Raw records:

|---|

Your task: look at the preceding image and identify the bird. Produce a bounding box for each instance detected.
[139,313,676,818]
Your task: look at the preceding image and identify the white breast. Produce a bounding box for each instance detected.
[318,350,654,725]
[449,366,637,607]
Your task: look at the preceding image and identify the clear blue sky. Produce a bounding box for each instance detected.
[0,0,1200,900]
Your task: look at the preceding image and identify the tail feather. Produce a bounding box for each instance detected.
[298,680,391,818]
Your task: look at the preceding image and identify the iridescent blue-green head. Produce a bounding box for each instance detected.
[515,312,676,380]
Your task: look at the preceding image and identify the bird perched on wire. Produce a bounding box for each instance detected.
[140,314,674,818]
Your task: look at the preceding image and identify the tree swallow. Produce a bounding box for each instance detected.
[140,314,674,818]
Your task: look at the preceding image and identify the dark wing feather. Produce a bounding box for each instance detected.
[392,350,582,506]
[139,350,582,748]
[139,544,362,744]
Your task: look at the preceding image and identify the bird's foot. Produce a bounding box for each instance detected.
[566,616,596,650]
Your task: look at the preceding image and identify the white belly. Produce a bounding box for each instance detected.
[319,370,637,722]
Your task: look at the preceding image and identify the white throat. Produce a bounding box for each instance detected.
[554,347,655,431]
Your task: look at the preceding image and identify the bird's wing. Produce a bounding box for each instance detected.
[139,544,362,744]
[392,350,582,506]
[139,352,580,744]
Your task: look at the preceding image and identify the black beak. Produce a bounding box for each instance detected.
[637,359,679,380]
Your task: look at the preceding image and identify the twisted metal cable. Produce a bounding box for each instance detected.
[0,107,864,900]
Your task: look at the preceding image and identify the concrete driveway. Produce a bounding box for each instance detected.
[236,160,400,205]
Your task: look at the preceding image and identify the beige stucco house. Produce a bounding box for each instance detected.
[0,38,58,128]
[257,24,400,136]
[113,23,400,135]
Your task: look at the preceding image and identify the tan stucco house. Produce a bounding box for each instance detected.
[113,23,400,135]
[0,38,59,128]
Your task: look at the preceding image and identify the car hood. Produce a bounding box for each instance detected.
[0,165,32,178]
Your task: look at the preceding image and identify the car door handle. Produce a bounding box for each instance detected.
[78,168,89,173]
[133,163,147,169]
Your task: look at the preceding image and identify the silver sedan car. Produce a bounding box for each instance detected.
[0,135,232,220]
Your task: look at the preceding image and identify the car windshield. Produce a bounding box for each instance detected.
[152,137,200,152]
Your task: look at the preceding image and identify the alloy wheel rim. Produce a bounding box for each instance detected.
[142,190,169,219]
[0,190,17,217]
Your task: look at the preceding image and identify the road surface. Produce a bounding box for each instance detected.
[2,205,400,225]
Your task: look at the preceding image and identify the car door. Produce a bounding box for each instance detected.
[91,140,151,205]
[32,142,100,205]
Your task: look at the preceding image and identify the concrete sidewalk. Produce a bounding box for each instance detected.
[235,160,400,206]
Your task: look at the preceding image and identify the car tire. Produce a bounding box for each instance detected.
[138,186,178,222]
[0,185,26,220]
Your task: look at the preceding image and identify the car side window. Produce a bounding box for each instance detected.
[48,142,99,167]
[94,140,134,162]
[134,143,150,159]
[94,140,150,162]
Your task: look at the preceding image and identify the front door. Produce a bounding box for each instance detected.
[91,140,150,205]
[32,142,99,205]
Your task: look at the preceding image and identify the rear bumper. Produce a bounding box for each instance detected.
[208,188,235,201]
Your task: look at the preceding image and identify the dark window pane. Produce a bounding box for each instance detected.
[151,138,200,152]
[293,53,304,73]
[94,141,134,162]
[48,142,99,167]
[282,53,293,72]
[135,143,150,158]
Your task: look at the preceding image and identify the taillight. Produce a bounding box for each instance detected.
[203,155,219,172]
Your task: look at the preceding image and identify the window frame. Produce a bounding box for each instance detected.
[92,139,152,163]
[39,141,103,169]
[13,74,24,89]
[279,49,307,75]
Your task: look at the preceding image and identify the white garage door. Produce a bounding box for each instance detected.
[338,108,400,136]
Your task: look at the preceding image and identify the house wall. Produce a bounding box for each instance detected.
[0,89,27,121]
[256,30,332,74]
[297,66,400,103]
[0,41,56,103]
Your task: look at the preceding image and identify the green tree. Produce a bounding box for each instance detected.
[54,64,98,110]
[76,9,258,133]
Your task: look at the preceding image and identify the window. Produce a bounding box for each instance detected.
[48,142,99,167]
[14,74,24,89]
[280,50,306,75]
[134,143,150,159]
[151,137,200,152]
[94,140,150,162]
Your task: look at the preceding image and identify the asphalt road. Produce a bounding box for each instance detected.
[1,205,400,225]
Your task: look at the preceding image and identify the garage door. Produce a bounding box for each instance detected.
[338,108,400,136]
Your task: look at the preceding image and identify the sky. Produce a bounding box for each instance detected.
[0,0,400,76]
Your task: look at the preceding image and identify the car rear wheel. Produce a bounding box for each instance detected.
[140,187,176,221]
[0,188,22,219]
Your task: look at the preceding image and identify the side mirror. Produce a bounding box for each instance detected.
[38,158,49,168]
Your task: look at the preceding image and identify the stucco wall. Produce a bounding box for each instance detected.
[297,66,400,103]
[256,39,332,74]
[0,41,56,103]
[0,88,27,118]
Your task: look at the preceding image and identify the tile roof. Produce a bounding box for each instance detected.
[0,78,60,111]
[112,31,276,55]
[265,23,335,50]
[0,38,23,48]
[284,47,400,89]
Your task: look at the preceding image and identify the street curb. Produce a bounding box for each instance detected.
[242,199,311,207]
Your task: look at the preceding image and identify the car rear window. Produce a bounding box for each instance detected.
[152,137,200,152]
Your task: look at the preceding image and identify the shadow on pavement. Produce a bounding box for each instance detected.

|---|

> Task to carry out: Copy the data above, replacing each "preceding" with "previous" and leaving everything else unchanged.

> Final result:
Your task: look at the previous image and identify the bird. Produce a bounding box for each instance detected.
[139,313,676,818]
Your task: look at the previous image and identify the white breast. Produce a bounding box for each instance detected.
[318,350,654,725]
[449,366,637,607]
Your task: look at the previous image and identify the clear blue sky. Produce a bounding box for each instance detected.
[0,0,1200,900]
Your task: look at the previous image and identify the tail feather. Produce a bounding box for each instance detected.
[298,680,391,818]
Your task: look at the previous image and identify the iridescent blue-green head. Produce a bounding box for each instance detected.
[515,312,676,380]
Your task: look at the previous image and identify the bird perched on wire. Produce a bounding box for each instance detected.
[140,314,674,818]
Your task: look at the previous image and identify the tree swallow. Produce a bounding box for each instance detected.
[140,314,674,818]
Your task: look at the previous image and identify the dark wing feather. Produce a bounding box for each instance detected.
[392,350,582,506]
[139,350,582,748]
[139,544,362,744]
Your task: look at the previous image and identify the bird's foot. Produce a bounding box for each instance detected.
[566,616,596,650]
Your task: look at the previous image and identify the white belly. Produce a bounding box for each instance detected.
[319,370,637,722]
Your task: look at the previous image and identify the white throat. Produce a bounding box for each instance detected.
[554,347,655,431]
Your task: look at the previous image and identify the bird's wing. Produce a bounding box for each instance detected.
[139,544,362,744]
[392,350,582,506]
[139,352,580,744]
Your task: look at the previous image and identify the black beak. Produce a bounding box for each instance detected.
[637,359,679,380]
Your task: look at the previous image and identify the twisted metal cable. Produce a bounding box for each instance detected.
[0,107,864,900]
Your task: look at the previous image and identify the concrete driveway. Produce a bounding box for each instance detected.
[236,160,400,205]
Your task: look at the previous image and identify the beige stucco house. Produce a bounding box for each instance detected.
[0,38,58,128]
[257,24,400,136]
[113,23,400,135]
Your task: look at the previous image and identify the tan stucco house. Produce a bounding box for each instance detected.
[113,23,400,135]
[0,38,59,128]
Your task: look at the previous image and identify the car hood. Produce a bounding box for each instance detected.
[0,165,32,178]
Your task: look at the previous image and identify the car door handle. Produce a bounding box for each instance detected.
[78,168,89,173]
[133,163,147,169]
Your task: look at the previous image and identify the silver sedan car. Produce a bounding box for each instance detected.
[0,135,232,220]
Your task: look at the previous image and identify the car windshield. Produce a bounding box for each instance detected.
[152,137,200,152]
Your task: look at the previous image and identify the alloy wheel rim. Produce a bounding box for each instance detected.
[142,190,169,219]
[0,190,17,217]
Your task: look at the previous image and identify the road surface. Produce a bounding box for each instance detected.
[2,205,400,225]
Your task: look at the previous image and identify the car door. Produce a bounding box for each instance detected.
[91,140,151,205]
[32,142,100,205]
Your task: look at the previous image and identify the concrete sidewalk. Produce a bounding box for each instance detected.
[235,160,400,206]
Your task: look at the previous image and identify the car tire. Produce a bounding box for each instance detected.
[138,186,178,222]
[0,185,26,220]
Your task: look at the previous image and identify the car side window. Produce a bounding box for each instance detected.
[48,142,99,167]
[94,140,134,162]
[134,143,150,159]
[94,140,150,162]
Your task: look at the previous image and identify the front door. Produce a bounding box for each instance detected.
[91,140,150,205]
[32,142,99,205]
Your task: look at the previous image and identify the rear bumper. Produce a bounding box for each instance detected.
[208,188,235,201]
Your task: look at the previous image and identify the dark window pane. Produce a bounding box for each instance detected.
[151,138,200,152]
[293,53,304,73]
[94,141,134,162]
[48,142,99,167]
[282,53,293,72]
[135,143,150,158]
Your task: look at the previous image and identify the taillight. Produce a bounding box for each instance detected.
[203,155,219,172]
Your task: look at the previous image and identify the window frame. Produce a bounding box for each instance detected.
[92,139,152,163]
[39,141,103,169]
[13,74,24,89]
[279,49,307,75]
Your task: look at the previous image and identify the white garage door. Produce a bounding box for each instance detected.
[338,108,400,136]
Your task: look at the previous image and identify the house wall. Produce a bounding box for each instance detected.
[0,89,27,121]
[256,30,332,74]
[297,66,400,103]
[0,41,56,103]
Your task: look at the previous image and identify the green tree. Produce a bounding box for each instance detected.
[54,64,98,110]
[76,9,258,133]
Your task: look at the previous image and identify the window. Produce a bounding box for each instance detected.
[48,142,99,167]
[14,74,24,89]
[280,50,306,75]
[134,143,150,159]
[151,137,200,152]
[94,140,150,162]
Your task: look at the previous image and identify the asphalt road. Produce a bounding box for each instance detected.
[1,205,400,225]
Your task: look at the previous image and identify the garage door. Produce a bounding box for each instance detected.
[338,108,400,136]
Your task: look at the previous image and identify the sky. Produce a bounding box for each instance detected.
[0,0,400,76]
Your task: look at the previous image and identify the car rear wheel. Produce a bounding box for each instance detected.
[140,187,176,221]
[0,188,22,219]
Your task: look at the previous image and identify the side mirror. Produce a bounding box for each instance detected.
[38,158,49,168]
Your task: look at the previous image and identify the stucco wall. Produce a bounding box for each instance detected.
[297,66,400,103]
[256,39,332,74]
[0,41,56,103]
[0,88,27,118]
Your task: look at the previous image and identify the tile roof. Produce a bounding box for each instance detected.
[0,78,60,111]
[112,31,276,55]
[265,23,335,50]
[0,38,23,48]
[284,47,400,89]
Your task: look at the previous image and identify the street curb. Produce a bounding box for each instance detected.
[242,199,311,207]
Your task: look at the previous image and identify the car rear window. Produce a bounding box for each instance detected.
[152,137,200,152]
Your task: look at the previous image and identify the shadow on pavement. Produce a bounding box for each instance detected.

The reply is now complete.